WHAT THE TASK REQUIRES => Please copy the text about the rented homes, starting at the words "White with Blue-Gray" and stopping after "Trek Next Gen.", and substitute "burgers" for "hot dogs" wherever it occurs in that part.

EXCERPTED TEXT =>
------------------------------------------------

White with Blue-Gray Trim.

We are moving in fewer than three weeks. Our homes (all rented) have always been our love palaces. Our first home, the Magical Love Palace, was a two-bedroom, upper-floor duplex built in the '70s with badly stained carpet and a stackable washer and dryer. We loved the big bedroom, the huge living area, the pantry, and the linen closet. We worked overnight in the dorms (both students at the time) and stumbled up the outdoor stairs at 5 or 6 a.m., often with Cookout hot dogs, fries, and BBQ. We sweated through the summer without AC and froze in the mountain winter when the baseboard heaters busted. We got chubby on grilled hot dogs, potato chips, and ranch dip while we watched VH-1 Classic, Scrubs, and Star Trek Next Gen.

Our next home, The White Love Palace, was a beautiful one-bedroom apartment. The windows, balcony, and bathtub were huge. Here, we bought some of the items of which I'm still most proud: our washer and dryer, our tall and absurdly comfortable bed, and our gorgeous white dresser that reminds me of a wedding cake. We barely saw each other while we lived there because I worked days, and Josh worked nights. I read constantly for my creative writing MFA. I committed myself to daily bubble baths. I finally read the Chronicles of Narnia series. We watched The X Files and picked up Panera paninis and sandwiches on Sundays.

------------------------------------------------

Dataset entries
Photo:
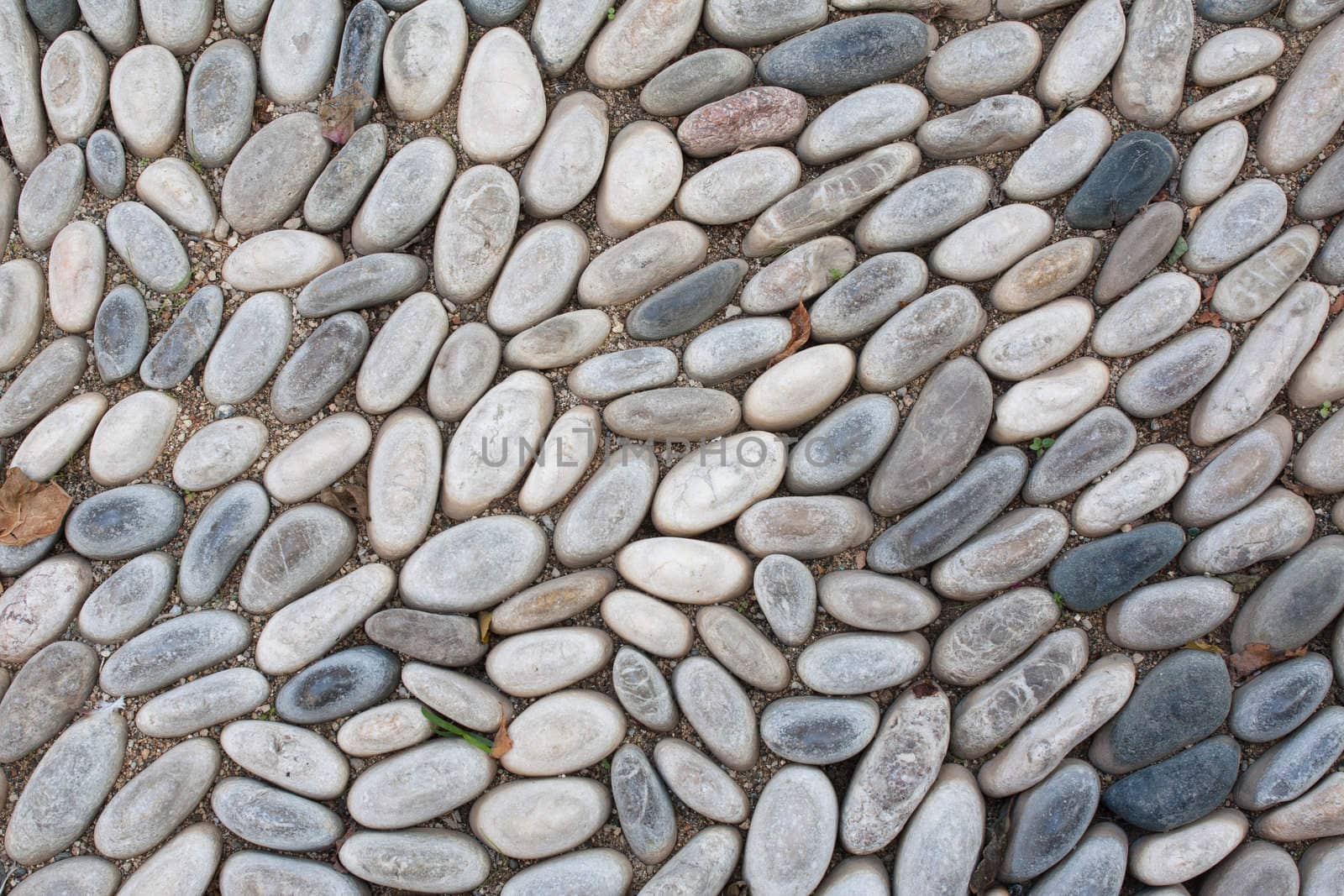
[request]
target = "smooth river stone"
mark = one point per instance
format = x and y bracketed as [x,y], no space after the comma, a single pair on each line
[339,685]
[842,446]
[1168,614]
[299,551]
[542,817]
[647,622]
[643,691]
[304,631]
[203,701]
[1038,340]
[1249,289]
[1247,217]
[172,651]
[920,336]
[150,806]
[718,710]
[474,566]
[1043,743]
[148,248]
[1142,246]
[874,602]
[147,94]
[640,179]
[186,342]
[857,663]
[1147,316]
[980,642]
[221,92]
[67,788]
[270,175]
[420,783]
[1310,107]
[488,453]
[1045,275]
[1048,402]
[339,191]
[223,531]
[941,436]
[831,197]
[1175,374]
[674,414]
[537,663]
[124,521]
[995,711]
[895,773]
[1261,367]
[129,600]
[1126,177]
[47,691]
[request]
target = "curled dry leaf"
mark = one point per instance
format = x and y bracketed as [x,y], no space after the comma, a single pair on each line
[30,511]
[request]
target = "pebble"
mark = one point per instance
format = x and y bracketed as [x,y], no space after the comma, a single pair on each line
[304,631]
[541,817]
[1178,790]
[642,38]
[1140,248]
[642,801]
[897,770]
[1288,770]
[74,85]
[1042,745]
[474,566]
[831,197]
[148,248]
[299,551]
[475,233]
[992,125]
[1168,859]
[46,694]
[1249,289]
[221,92]
[538,663]
[202,703]
[1168,614]
[602,872]
[385,728]
[640,179]
[66,789]
[1308,110]
[420,860]
[42,385]
[718,710]
[981,63]
[1278,700]
[270,175]
[687,302]
[1231,228]
[501,107]
[1126,177]
[147,94]
[150,806]
[319,369]
[938,846]
[273,819]
[643,691]
[1261,367]
[340,684]
[418,785]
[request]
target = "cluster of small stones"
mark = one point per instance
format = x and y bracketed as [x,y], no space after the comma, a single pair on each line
[941,604]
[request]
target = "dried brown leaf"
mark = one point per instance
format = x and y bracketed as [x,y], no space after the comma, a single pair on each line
[801,322]
[30,511]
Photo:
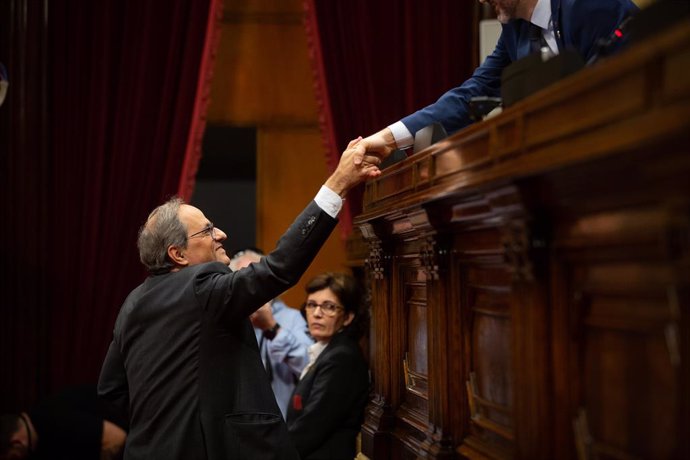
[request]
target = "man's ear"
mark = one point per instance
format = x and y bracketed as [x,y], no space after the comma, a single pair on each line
[177,256]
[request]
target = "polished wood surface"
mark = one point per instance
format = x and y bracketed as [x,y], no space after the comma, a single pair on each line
[530,275]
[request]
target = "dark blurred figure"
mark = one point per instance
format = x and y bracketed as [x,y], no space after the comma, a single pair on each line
[74,424]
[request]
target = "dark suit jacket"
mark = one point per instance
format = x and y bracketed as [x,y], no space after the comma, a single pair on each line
[185,363]
[327,407]
[578,25]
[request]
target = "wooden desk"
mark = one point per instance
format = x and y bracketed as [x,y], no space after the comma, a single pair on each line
[530,275]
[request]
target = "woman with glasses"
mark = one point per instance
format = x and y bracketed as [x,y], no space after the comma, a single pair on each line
[327,406]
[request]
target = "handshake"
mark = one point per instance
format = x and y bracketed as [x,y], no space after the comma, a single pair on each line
[360,161]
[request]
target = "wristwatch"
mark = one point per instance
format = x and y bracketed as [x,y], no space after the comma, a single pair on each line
[270,334]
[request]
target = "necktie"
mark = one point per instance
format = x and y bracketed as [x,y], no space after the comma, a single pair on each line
[263,347]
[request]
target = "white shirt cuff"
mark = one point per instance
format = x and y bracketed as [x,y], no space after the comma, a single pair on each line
[329,201]
[403,137]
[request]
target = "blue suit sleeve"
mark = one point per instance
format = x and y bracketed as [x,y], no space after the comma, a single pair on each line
[452,109]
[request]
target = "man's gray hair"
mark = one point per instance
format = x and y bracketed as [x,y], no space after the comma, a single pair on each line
[162,229]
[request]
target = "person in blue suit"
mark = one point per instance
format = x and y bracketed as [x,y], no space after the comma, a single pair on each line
[562,24]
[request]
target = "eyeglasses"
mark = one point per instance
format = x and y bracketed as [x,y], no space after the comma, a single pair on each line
[328,308]
[208,230]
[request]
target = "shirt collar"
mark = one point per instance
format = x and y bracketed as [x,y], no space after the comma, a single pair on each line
[316,349]
[541,16]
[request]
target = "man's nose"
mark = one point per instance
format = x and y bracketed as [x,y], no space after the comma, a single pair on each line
[219,235]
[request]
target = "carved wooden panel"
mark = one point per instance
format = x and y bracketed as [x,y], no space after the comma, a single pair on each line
[412,412]
[485,302]
[624,317]
[536,282]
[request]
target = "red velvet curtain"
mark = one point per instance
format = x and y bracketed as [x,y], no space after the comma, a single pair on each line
[104,99]
[377,61]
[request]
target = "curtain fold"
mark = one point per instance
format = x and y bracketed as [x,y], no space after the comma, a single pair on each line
[375,62]
[120,118]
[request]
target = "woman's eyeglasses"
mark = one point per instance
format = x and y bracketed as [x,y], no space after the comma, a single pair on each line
[328,308]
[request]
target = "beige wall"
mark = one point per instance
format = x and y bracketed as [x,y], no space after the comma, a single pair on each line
[263,78]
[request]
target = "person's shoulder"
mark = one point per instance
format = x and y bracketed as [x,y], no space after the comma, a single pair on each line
[206,268]
[588,10]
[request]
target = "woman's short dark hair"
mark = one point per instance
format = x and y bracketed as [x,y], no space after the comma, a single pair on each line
[350,295]
[9,424]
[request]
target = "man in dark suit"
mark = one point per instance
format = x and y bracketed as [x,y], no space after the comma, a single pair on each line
[557,24]
[184,362]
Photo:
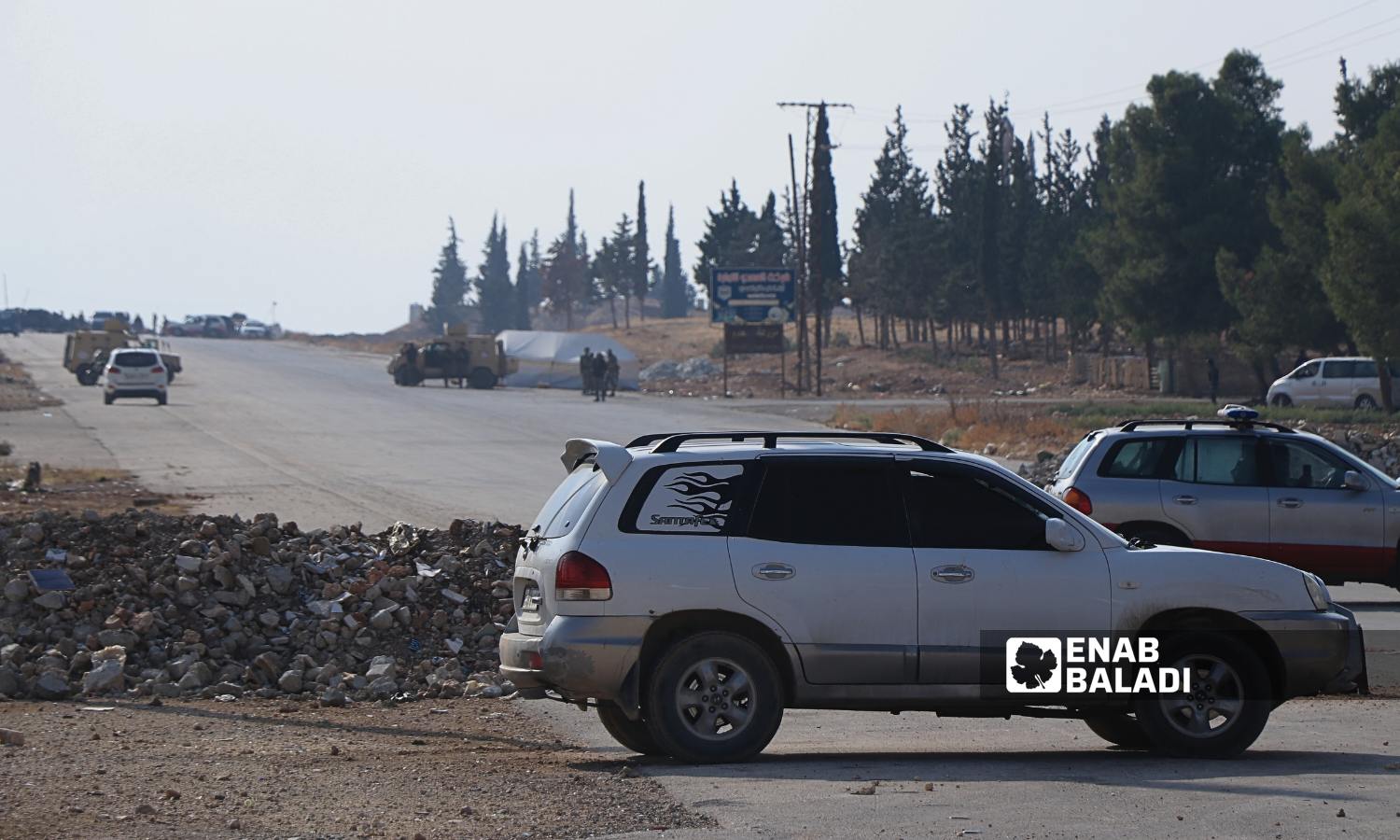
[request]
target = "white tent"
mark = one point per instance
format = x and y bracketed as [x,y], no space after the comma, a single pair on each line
[549,358]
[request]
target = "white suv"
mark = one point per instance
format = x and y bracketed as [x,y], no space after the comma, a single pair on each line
[1344,383]
[694,585]
[134,372]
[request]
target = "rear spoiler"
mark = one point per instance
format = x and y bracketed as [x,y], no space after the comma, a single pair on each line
[610,458]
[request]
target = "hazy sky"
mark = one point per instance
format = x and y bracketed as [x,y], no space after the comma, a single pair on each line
[207,157]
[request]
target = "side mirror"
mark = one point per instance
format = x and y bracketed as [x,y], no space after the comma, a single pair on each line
[1063,537]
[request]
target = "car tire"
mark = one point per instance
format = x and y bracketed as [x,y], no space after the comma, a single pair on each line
[87,374]
[1119,730]
[632,734]
[482,378]
[679,713]
[1226,707]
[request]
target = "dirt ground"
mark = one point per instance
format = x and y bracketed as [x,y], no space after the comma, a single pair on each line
[17,391]
[269,769]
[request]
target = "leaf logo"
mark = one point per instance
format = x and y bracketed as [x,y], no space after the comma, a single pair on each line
[1033,665]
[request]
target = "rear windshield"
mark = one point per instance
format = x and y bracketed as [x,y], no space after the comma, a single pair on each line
[1075,456]
[568,501]
[134,358]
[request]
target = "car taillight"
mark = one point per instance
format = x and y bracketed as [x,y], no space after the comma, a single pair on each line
[579,577]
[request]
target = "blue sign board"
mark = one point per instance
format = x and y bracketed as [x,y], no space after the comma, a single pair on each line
[752,296]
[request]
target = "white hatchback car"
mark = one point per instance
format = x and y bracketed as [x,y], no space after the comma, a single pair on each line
[694,585]
[134,372]
[1349,383]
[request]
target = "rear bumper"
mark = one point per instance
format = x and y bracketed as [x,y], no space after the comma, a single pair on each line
[580,657]
[1322,652]
[117,392]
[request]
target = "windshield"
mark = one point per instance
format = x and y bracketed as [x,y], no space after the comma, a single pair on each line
[133,358]
[1075,456]
[568,501]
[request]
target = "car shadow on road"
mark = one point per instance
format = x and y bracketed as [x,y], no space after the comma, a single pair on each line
[1288,773]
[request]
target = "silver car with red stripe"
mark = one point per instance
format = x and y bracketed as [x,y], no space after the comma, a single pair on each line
[1242,486]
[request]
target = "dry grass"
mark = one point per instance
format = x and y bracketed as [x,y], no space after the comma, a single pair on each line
[66,490]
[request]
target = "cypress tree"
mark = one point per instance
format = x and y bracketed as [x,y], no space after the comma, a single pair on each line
[674,301]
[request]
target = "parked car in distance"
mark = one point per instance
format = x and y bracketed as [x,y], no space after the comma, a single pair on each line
[1239,486]
[694,585]
[133,372]
[1349,381]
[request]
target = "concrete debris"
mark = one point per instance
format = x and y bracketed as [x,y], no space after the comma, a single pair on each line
[223,607]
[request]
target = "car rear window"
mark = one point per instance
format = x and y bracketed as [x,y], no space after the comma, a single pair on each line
[568,501]
[686,498]
[1075,456]
[1136,459]
[134,358]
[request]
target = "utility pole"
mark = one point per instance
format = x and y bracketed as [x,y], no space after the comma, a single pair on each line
[804,344]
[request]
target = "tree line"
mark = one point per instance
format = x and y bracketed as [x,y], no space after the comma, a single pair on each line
[566,277]
[1197,215]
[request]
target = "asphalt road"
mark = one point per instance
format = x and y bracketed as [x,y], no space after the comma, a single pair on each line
[324,437]
[321,436]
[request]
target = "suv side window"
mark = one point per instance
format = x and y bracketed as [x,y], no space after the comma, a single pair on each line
[969,509]
[1338,370]
[1308,468]
[1136,458]
[834,501]
[685,498]
[1218,459]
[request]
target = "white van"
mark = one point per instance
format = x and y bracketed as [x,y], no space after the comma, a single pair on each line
[1349,381]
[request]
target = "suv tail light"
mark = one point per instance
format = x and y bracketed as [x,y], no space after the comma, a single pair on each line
[579,577]
[1078,500]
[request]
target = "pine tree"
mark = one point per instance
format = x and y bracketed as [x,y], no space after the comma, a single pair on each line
[641,255]
[823,237]
[674,300]
[495,294]
[567,283]
[521,294]
[448,283]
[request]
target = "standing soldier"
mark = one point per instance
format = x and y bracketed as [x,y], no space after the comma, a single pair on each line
[599,377]
[462,357]
[585,370]
[612,374]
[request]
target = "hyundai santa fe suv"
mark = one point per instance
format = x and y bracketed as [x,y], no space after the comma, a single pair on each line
[1243,486]
[134,372]
[693,585]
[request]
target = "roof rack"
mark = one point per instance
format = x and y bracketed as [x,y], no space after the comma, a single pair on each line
[671,441]
[1131,425]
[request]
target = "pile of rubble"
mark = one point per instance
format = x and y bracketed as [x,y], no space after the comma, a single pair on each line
[142,604]
[697,367]
[1378,445]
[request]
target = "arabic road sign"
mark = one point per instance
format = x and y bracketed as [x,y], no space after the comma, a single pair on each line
[752,296]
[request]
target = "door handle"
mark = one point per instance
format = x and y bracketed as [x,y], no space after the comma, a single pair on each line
[773,571]
[952,574]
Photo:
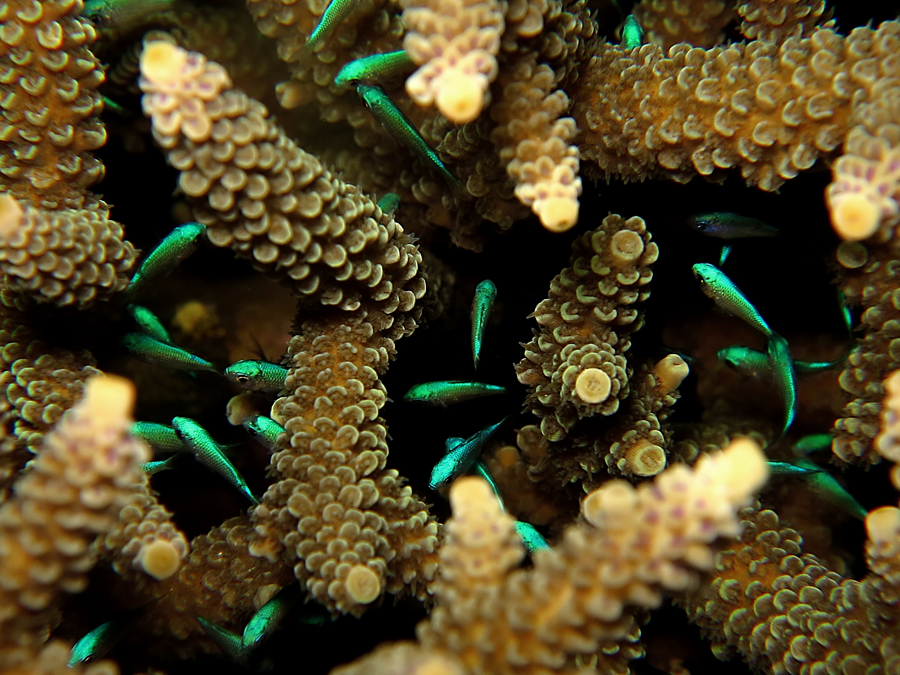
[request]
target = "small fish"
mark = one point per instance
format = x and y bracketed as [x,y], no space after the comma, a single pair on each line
[389,203]
[160,437]
[99,642]
[263,429]
[446,392]
[266,620]
[331,18]
[210,453]
[482,303]
[788,469]
[632,33]
[230,643]
[177,246]
[257,375]
[401,129]
[148,323]
[156,353]
[462,457]
[827,487]
[374,69]
[728,297]
[727,225]
[532,539]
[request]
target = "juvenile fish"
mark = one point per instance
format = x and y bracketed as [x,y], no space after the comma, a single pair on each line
[374,69]
[257,375]
[177,246]
[264,430]
[727,225]
[149,323]
[782,365]
[482,304]
[447,392]
[156,353]
[632,33]
[210,454]
[728,297]
[331,18]
[459,460]
[401,129]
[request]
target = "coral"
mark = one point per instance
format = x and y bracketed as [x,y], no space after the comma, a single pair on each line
[454,43]
[50,123]
[576,367]
[71,495]
[62,257]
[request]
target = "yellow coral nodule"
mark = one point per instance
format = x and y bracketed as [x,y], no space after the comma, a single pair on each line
[593,386]
[162,61]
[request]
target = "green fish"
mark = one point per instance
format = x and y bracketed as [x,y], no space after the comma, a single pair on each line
[257,375]
[826,487]
[264,430]
[728,297]
[374,69]
[177,246]
[148,323]
[331,18]
[726,225]
[401,129]
[210,454]
[156,353]
[784,376]
[482,303]
[632,33]
[788,469]
[756,364]
[389,203]
[446,392]
[160,437]
[461,458]
[266,620]
[532,539]
[230,643]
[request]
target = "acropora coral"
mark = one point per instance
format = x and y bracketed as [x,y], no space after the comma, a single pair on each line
[638,454]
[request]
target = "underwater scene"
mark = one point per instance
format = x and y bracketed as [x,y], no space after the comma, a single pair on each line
[449,337]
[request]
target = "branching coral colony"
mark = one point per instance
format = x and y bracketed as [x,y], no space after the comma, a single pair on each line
[641,501]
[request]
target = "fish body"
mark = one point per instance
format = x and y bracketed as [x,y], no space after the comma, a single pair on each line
[156,353]
[632,33]
[728,297]
[459,460]
[263,429]
[532,539]
[209,453]
[374,69]
[826,487]
[331,18]
[177,246]
[389,203]
[446,392]
[257,375]
[727,225]
[482,304]
[148,322]
[784,376]
[401,129]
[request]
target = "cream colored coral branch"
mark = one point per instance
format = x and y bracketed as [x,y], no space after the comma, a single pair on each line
[454,43]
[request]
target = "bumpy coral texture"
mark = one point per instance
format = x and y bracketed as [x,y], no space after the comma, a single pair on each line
[50,121]
[354,528]
[64,257]
[266,198]
[455,43]
[575,366]
[71,495]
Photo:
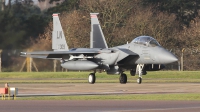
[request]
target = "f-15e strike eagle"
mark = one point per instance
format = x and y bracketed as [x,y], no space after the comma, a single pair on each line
[142,54]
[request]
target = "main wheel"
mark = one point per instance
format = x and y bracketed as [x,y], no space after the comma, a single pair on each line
[123,79]
[91,78]
[139,80]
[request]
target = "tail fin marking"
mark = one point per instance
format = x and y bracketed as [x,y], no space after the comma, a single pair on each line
[58,37]
[97,39]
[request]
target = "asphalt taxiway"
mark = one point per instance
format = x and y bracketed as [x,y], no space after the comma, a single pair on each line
[55,89]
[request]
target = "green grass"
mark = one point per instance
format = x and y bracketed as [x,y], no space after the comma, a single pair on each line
[81,77]
[187,96]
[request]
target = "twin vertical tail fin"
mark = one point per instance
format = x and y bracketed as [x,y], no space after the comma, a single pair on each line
[58,37]
[97,39]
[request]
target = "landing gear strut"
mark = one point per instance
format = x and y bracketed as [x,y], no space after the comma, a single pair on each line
[123,78]
[91,78]
[140,67]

------------------------------------------------

COMPLETED EXERCISE =>
White with Blue-Gray Trim.

We are moving in fewer than three weeks. Our homes (all rented) have always been our love palaces. Our first home, the Magical Love Palace, was a two-bedroom, upper-floor duplex built in the '70s with badly stained carpet and a stackable washer and dryer. We loved the big bedroom, the huge living area, the pantry, and the linen closet. We worked overnight in the dorms (both students at the time) and stumbled up the outdoor stairs at 5 or 6 a.m., often with Cookout burgers, fries, and BBQ. We sweated through the summer without AC and froze in the mountain winter when the baseboard heaters busted. We got chubby on grilled burgers, potato chips, and ranch dip while we watched VH-1 Classic, Scrubs, and Star Trek Next Gen.